EXERCISE INSTRUCTIONS:
When a line of the entries contains "target", please list that line.

-- Opening Marker --

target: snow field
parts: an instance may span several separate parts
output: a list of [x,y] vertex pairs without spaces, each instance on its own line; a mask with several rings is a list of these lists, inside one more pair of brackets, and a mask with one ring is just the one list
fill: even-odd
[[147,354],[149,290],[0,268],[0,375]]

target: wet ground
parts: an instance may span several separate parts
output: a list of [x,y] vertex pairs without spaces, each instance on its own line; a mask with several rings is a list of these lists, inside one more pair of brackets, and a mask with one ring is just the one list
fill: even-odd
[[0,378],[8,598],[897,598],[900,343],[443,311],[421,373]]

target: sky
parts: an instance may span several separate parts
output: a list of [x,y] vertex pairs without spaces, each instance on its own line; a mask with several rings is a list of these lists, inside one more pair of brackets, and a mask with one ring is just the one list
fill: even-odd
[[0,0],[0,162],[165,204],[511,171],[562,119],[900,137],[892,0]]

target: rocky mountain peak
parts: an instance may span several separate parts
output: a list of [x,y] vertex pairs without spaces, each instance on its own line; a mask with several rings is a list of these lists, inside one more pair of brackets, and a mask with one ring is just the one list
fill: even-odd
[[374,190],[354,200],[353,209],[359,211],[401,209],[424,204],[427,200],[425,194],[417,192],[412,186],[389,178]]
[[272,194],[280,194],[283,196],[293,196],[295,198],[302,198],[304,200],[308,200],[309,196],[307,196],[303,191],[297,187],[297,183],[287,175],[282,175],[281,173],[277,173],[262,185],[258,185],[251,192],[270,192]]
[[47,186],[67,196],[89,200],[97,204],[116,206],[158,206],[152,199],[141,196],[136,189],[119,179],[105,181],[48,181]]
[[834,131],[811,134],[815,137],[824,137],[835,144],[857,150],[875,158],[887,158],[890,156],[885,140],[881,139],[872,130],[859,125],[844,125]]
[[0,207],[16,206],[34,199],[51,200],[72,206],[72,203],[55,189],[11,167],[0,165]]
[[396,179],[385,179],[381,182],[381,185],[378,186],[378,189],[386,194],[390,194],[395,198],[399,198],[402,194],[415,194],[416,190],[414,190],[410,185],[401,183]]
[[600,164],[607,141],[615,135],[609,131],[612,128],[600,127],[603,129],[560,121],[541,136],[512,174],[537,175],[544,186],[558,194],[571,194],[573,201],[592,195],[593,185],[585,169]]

-- Closing Marker --

YOUR SOLUTION:
target: snow field
target: wet ground
target: sky
target: rocky mountain peak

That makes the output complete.